La sexualidad en las plantas

Plant sexuality. Plant sexuality is much more complex than we could have imagined The absence of movement prevents individuals of either sex from coming together so their gametes can fuse. Therefore plants have had to resort to different mechanisms, which are sometimes very sophisticated, to succeed in bringing the male and female gametes together, as well as to avoid inbreeding or self-fetilisation.

Las plantas no tuvieron sexo ni sexualidad, al menos para los botánicos, hasta finales del siglo XVII. Curiosamente el hombre sabía desde antiguo que las cosechas mejoraban si con el manejo adecuado de las estructuras reproductivas masculinas y femeninas se propiciaba su encuentro. Así, en el Antiguo Egipto, se cultivaban con preferencia palmeras datileras hembras –las que producían los dátiles– que eran oportunamente macheadas, para lo cual se cortaban las inflorescencias masculinas y se batían sobre las flores femeninas. En la misma época, pero en Grecia y Turquía, se realizaba otro proceso de aproximación productiva de sexos, en este caso en la higuera, la cabrahigadura, consistente en la colocación de sartas de cabrahigos –higos silvestres con flores masculinas– entre las ramas de las higueras domésticas, portadoras sólo de flores femeninas.

**Detalles de la tarea**
Escribe la siguiente parte del texto sobre la sexualidad en las plantas a partir de su última oración. El material no tiene ninguna relación con el texto.

(Entradas de datos guardadas)
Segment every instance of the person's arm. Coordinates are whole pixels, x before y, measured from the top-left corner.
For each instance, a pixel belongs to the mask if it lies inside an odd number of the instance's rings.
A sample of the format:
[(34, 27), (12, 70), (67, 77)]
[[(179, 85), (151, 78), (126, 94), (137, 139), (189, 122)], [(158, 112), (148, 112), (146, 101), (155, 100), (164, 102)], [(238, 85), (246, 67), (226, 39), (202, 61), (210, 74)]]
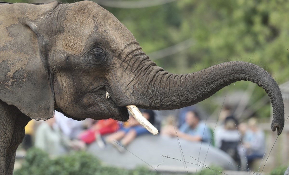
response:
[(176, 137), (176, 132), (177, 135), (178, 137), (181, 138), (183, 139), (190, 141), (199, 141), (202, 140), (202, 137), (198, 135), (192, 136), (189, 134), (184, 132), (184, 131), (185, 130), (186, 126), (184, 125), (180, 128), (179, 130), (176, 129), (175, 130), (174, 128), (171, 127), (169, 130), (168, 130), (168, 133), (171, 136)]
[(45, 131), (46, 126), (41, 126), (41, 125), (45, 125), (46, 123), (40, 124), (38, 127), (35, 134), (34, 145), (35, 147), (40, 148), (43, 150), (47, 150), (47, 143), (46, 142), (46, 132)]
[(189, 141), (198, 142), (202, 140), (202, 137), (198, 135), (191, 136), (190, 134), (184, 133), (179, 131), (177, 130), (177, 133), (179, 138), (186, 140)]

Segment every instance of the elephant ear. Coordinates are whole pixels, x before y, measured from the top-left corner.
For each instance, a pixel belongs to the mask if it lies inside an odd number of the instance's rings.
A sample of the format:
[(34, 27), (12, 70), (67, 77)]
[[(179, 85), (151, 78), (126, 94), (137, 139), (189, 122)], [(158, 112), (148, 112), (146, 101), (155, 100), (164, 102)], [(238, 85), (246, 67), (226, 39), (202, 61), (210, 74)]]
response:
[(52, 80), (39, 44), (42, 42), (33, 30), (57, 5), (0, 6), (0, 99), (32, 119), (54, 116)]

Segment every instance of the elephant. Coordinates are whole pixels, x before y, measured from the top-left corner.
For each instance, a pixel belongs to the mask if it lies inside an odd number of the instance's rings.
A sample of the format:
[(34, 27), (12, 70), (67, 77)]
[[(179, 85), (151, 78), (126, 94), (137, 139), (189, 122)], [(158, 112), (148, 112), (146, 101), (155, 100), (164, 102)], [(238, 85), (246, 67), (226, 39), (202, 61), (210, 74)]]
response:
[(268, 94), (272, 130), (282, 132), (280, 90), (257, 66), (233, 61), (190, 74), (169, 73), (150, 60), (112, 14), (91, 1), (1, 3), (0, 14), (1, 174), (12, 174), (27, 122), (53, 117), (55, 109), (75, 119), (125, 121), (126, 106), (180, 108), (241, 80)]

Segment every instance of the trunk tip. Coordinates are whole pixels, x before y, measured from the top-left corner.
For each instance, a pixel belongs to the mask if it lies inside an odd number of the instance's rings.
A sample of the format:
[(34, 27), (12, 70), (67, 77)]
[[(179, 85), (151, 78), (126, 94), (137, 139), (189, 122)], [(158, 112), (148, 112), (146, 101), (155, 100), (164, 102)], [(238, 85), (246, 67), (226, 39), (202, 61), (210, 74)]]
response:
[(273, 132), (276, 131), (276, 129), (277, 129), (277, 134), (278, 135), (280, 135), (281, 133), (282, 132), (284, 127), (284, 125), (281, 126), (279, 123), (275, 123), (274, 124), (272, 123), (271, 125), (271, 129)]

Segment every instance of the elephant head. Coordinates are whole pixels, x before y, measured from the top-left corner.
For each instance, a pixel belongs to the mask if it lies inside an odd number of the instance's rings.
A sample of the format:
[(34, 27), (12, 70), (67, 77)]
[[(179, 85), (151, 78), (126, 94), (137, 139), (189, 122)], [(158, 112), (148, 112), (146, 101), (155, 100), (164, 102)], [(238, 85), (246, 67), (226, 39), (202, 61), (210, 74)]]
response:
[(3, 6), (0, 99), (32, 119), (52, 117), (55, 108), (74, 117), (126, 121), (126, 106), (179, 108), (243, 80), (268, 93), (274, 112), (272, 130), (282, 131), (280, 90), (257, 66), (231, 62), (173, 74), (151, 61), (131, 33), (95, 3)]

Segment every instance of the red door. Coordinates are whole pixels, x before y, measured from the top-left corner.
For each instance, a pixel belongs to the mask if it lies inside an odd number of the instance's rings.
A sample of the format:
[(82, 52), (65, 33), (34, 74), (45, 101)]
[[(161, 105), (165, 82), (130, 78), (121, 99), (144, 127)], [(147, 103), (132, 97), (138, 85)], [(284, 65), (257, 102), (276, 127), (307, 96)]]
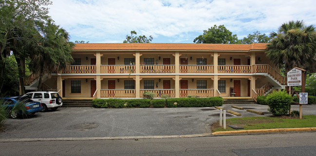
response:
[[(187, 80), (180, 80), (180, 89), (187, 89)], [(180, 90), (180, 96), (187, 96), (187, 90)]]
[(93, 97), (94, 92), (96, 90), (96, 81), (95, 80), (92, 80), (90, 81), (90, 94), (91, 97)]
[(108, 80), (108, 96), (109, 97), (115, 96), (115, 80)]
[[(163, 88), (165, 89), (170, 89), (170, 82), (169, 80), (164, 80), (163, 81)], [(164, 90), (164, 94), (168, 94), (170, 95), (170, 90)]]
[(234, 80), (234, 91), (236, 93), (235, 96), (241, 96), (241, 80)]
[[(108, 58), (108, 65), (115, 65), (115, 58)], [(109, 66), (108, 73), (115, 73), (115, 68), (114, 66)]]
[[(180, 65), (187, 65), (187, 58), (180, 58)], [(187, 73), (186, 66), (180, 66), (181, 73)]]
[[(163, 64), (164, 65), (170, 65), (170, 58), (163, 58)], [(166, 65), (164, 67), (165, 73), (171, 73), (171, 68), (169, 65)]]
[(96, 64), (96, 59), (95, 58), (90, 58), (90, 64), (91, 65)]

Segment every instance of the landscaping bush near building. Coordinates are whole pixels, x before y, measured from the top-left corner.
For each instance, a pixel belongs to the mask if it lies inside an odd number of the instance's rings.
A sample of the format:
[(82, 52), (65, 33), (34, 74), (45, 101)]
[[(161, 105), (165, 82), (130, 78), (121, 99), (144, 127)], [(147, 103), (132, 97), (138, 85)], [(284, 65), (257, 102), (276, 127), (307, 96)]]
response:
[(268, 110), (274, 115), (287, 115), (290, 104), (292, 102), (292, 97), (285, 91), (273, 91), (268, 94), (266, 99), (269, 109)]
[(95, 108), (121, 108), (140, 107), (202, 107), (223, 105), (224, 101), (221, 97), (210, 98), (169, 98), (167, 99), (149, 99), (121, 100), (119, 99), (95, 99), (93, 101)]

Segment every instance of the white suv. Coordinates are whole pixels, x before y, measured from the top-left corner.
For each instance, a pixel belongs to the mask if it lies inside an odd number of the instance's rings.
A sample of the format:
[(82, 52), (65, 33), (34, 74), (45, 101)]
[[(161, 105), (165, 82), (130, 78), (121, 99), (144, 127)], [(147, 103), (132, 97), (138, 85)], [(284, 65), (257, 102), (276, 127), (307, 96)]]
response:
[(42, 104), (43, 110), (46, 111), (48, 109), (55, 110), (62, 106), (62, 99), (56, 92), (33, 92), (28, 93), (23, 96), (27, 97), (34, 101)]

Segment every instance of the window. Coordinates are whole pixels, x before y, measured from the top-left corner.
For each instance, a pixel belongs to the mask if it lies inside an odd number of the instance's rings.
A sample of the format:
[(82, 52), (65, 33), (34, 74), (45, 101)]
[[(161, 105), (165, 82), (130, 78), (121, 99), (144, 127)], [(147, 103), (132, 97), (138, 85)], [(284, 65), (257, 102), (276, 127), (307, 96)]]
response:
[(135, 58), (124, 58), (125, 65), (135, 64)]
[(81, 81), (71, 81), (71, 93), (81, 93)]
[(34, 93), (34, 97), (33, 98), (42, 98), (43, 95), (41, 93)]
[(196, 81), (196, 89), (207, 89), (206, 80), (198, 80)]
[(145, 64), (155, 64), (155, 59), (154, 58), (144, 58), (144, 63)]
[(221, 93), (226, 92), (226, 81), (224, 80), (218, 80), (218, 90)]
[(144, 89), (154, 89), (155, 88), (155, 82), (153, 80), (144, 80)]
[(72, 65), (81, 65), (81, 59), (74, 58), (74, 62), (72, 63)]
[(206, 59), (196, 59), (197, 65), (206, 65)]
[(225, 59), (218, 59), (218, 65), (226, 65), (226, 60)]
[(124, 89), (135, 89), (135, 81), (133, 80), (124, 80)]
[(44, 93), (44, 98), (49, 98), (49, 94)]

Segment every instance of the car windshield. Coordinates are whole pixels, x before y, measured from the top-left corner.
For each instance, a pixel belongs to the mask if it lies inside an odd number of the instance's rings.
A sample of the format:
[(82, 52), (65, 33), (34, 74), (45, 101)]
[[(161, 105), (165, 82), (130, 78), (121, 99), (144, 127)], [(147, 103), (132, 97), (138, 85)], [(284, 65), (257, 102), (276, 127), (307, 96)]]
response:
[(56, 98), (59, 96), (59, 94), (57, 93), (51, 93), (51, 95), (52, 95), (52, 98)]
[(16, 97), (14, 98), (18, 102), (20, 102), (21, 101), (24, 102), (25, 103), (32, 103), (34, 102), (34, 101), (30, 99), (27, 97)]

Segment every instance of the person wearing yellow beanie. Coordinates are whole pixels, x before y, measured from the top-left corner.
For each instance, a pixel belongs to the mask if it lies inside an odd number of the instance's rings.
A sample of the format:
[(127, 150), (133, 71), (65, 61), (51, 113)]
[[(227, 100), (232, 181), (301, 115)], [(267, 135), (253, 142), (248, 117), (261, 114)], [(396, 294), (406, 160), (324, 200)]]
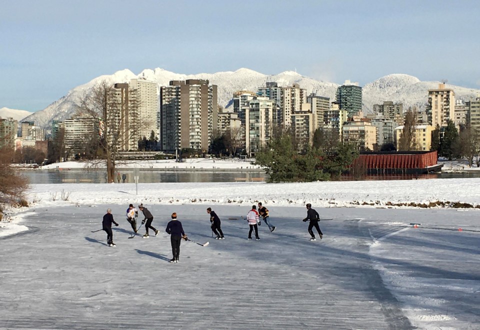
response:
[(176, 212), (172, 214), (172, 220), (166, 225), (166, 229), (165, 231), (167, 234), (170, 234), (172, 253), (174, 255), (173, 258), (170, 260), (170, 262), (178, 262), (180, 256), (180, 243), (182, 242), (182, 239), (186, 240), (188, 238), (184, 232), (182, 222), (176, 220)]

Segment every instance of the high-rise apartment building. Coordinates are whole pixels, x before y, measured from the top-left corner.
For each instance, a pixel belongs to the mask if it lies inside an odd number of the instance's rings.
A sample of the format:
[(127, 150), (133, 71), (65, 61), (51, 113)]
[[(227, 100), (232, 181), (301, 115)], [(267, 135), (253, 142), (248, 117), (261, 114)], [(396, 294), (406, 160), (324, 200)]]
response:
[(358, 144), (366, 150), (374, 150), (376, 144), (376, 128), (363, 120), (348, 122), (342, 128), (344, 142)]
[(341, 140), (344, 125), (346, 122), (348, 114), (346, 110), (340, 110), (338, 104), (334, 102), (332, 104), (330, 108), (324, 112), (324, 120), (325, 122), (324, 128), (338, 133), (338, 138)]
[(274, 129), (278, 126), (278, 106), (274, 100), (259, 96), (249, 101), (244, 110), (245, 147), (252, 156), (270, 142)]
[(310, 104), (314, 115), (314, 130), (323, 128), (326, 124), (324, 116), (330, 110), (330, 98), (317, 96), (312, 93), (306, 97), (306, 102)]
[(25, 138), (27, 136), (30, 136), (30, 132), (32, 128), (35, 126), (35, 122), (22, 122), (20, 126), (22, 137)]
[(0, 118), (0, 147), (14, 146), (18, 127), (18, 122), (14, 118)]
[(298, 144), (298, 151), (304, 150), (307, 146), (311, 146), (314, 128), (314, 114), (310, 109), (296, 112), (292, 114), (292, 128)]
[(426, 114), (428, 124), (436, 127), (447, 126), (447, 122), (454, 120), (455, 92), (445, 88), (444, 84), (438, 84), (436, 90), (428, 90)]
[(281, 90), (280, 123), (282, 128), (292, 126), (292, 115), (304, 110), (306, 104), (306, 90), (298, 84)]
[(257, 90), (258, 96), (268, 98), (276, 102), (279, 106), (282, 106), (282, 87), (278, 87), (276, 82), (268, 82), (265, 87), (260, 87)]
[[(428, 151), (432, 146), (432, 132), (434, 128), (432, 125), (420, 124), (415, 126), (412, 142), (415, 150)], [(398, 140), (402, 136), (404, 126), (398, 126), (395, 128), (395, 139), (396, 142), (396, 149), (400, 146)], [(413, 150), (412, 150), (413, 151)]]
[(135, 94), (138, 103), (139, 138), (144, 136), (150, 138), (153, 132), (155, 137), (158, 139), (160, 132), (156, 123), (159, 110), (156, 83), (144, 79), (132, 79), (130, 80), (130, 89)]
[(393, 120), (398, 125), (404, 124), (404, 105), (401, 103), (394, 104), (392, 101), (384, 101), (383, 104), (374, 104), (374, 112), (376, 116)]
[(162, 150), (208, 150), (218, 123), (216, 86), (208, 80), (172, 80), (160, 96)]
[(62, 127), (66, 150), (72, 154), (81, 151), (89, 141), (98, 136), (99, 123), (98, 118), (84, 114), (75, 114), (64, 120)]
[(465, 112), (466, 126), (480, 132), (480, 97), (465, 102)]
[[(228, 108), (230, 109), (230, 108)], [(220, 134), (226, 134), (228, 132), (234, 132), (236, 134), (240, 134), (241, 121), (238, 118), (238, 114), (228, 110), (223, 109), (218, 110), (218, 129)]]
[(452, 116), (454, 124), (457, 128), (460, 126), (464, 126), (466, 122), (466, 110), (465, 103), (462, 100), (456, 100), (455, 102), (455, 107), (454, 108), (454, 116)]
[(348, 117), (362, 111), (362, 88), (358, 82), (346, 80), (336, 88), (336, 98), (340, 109), (346, 110)]
[(376, 128), (376, 144), (378, 147), (394, 142), (394, 129), (398, 126), (393, 119), (377, 116), (371, 120), (372, 124)]
[(109, 143), (118, 150), (136, 150), (140, 138), (138, 103), (130, 84), (116, 84), (107, 110), (105, 130)]

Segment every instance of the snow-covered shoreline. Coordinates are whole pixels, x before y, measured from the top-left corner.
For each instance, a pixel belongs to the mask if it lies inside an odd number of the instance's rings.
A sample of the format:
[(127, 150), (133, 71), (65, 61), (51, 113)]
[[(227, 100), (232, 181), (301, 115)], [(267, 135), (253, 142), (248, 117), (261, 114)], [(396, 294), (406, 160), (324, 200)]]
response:
[[(70, 194), (68, 200), (61, 192)], [(32, 185), (34, 206), (124, 204), (244, 205), (264, 201), (278, 206), (317, 207), (451, 207), (453, 203), (479, 205), (480, 178), (318, 182), (304, 183), (182, 182), (64, 184)], [(458, 206), (458, 204), (457, 207)], [(478, 206), (480, 207), (480, 206)]]

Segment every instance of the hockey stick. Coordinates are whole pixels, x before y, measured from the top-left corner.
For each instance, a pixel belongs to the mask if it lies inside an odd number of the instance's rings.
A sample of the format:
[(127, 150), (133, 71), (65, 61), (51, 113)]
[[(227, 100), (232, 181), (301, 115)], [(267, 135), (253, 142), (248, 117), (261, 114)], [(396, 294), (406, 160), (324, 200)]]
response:
[(192, 243), (195, 243), (196, 244), (198, 244), (198, 245), (201, 245), (202, 246), (208, 246), (208, 244), (210, 244), (210, 242), (206, 242), (206, 243), (205, 243), (205, 244), (200, 244), (200, 243), (198, 243), (198, 242), (194, 242), (194, 241), (192, 240), (189, 240), (189, 241), (191, 242)]
[[(333, 219), (317, 219), (316, 220), (317, 221), (328, 221), (329, 220), (333, 220)], [(304, 221), (304, 220), (302, 219), (302, 220)], [(310, 221), (310, 219), (308, 219), (306, 221)], [(306, 221), (304, 222), (306, 222)]]
[[(140, 226), (138, 227), (138, 230), (136, 230), (137, 232), (138, 232), (138, 231), (140, 230), (140, 228), (142, 228), (142, 224), (140, 224)], [(136, 232), (134, 232), (134, 234), (132, 235), (132, 236), (130, 236), (130, 237), (128, 238), (134, 238), (134, 237), (135, 237), (137, 235), (140, 235), (140, 234), (137, 234)]]

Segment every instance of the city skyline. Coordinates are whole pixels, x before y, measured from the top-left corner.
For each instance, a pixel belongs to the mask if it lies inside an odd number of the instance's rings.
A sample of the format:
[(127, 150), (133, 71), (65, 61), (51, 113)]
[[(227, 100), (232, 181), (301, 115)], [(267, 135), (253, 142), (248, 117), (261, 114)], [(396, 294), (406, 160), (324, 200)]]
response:
[(8, 45), (0, 57), (0, 108), (41, 110), (72, 88), (124, 68), (296, 70), (360, 86), (401, 73), (480, 88), (474, 42), (480, 5), (471, 2), (0, 4), (0, 42)]

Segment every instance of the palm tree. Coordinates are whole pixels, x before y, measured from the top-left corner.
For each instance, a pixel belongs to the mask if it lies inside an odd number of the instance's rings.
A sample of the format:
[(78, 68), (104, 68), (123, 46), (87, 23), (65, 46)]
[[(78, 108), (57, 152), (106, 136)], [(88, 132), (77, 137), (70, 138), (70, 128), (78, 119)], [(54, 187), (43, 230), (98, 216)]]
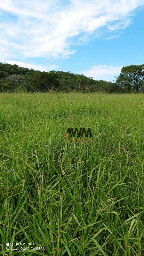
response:
[(82, 91), (84, 89), (84, 76), (83, 74), (82, 74), (78, 76), (76, 80), (77, 83), (79, 84), (81, 91)]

**Respuesta al ejercicio**
Seguramente el agricultor no necesitó reflexionar sobre los motivos de la eficacia de su práctica, sabía que aproximando dos órganos distintos de la misma planta aumentaba la producción de frutos. Por su parte el sesudo científico, necesitado siempre de atar todos los cabos y, con frecuencia, con prejuicios de todo tipo, unos propios, otros de su tiempo, se mostró reacio a encontrar la explicación más lógica a lo que de forma tan sencilla le mostraba la naturaleza.

Es cierto que a lo largo de la historia de la botánica aparecen con frecuencia referencias a plantas machos y hembras, pero todas ellas están relacionadas con las propiedades exteriores de la planta nombrada: belleza, vigor, tamaño, resistencia, color, aroma, etc. Esta distinción nada tenía que ver con los órganos reproductores, ni con el reconocimiento de la existencia de sexos en el reino vegetal, sino más bien con lo que se consideraban características de masculinidad o feminidad. Con frecuencia estas referencias a sexos contrarios se aplicaban a individuos de especies e incluso de géneros distintos, incapaces por tanto de reproducirse entre sí. Éste es el caso del helecho macho –Dryopteris filix-mas (L.) Schott– y el helecho hembra –Athyrium filix-femina (L.) Roth–; y también del abrótano macho –Artemisia abrotanum L.– y el abrótano hembra –Santolina chamecyparissus.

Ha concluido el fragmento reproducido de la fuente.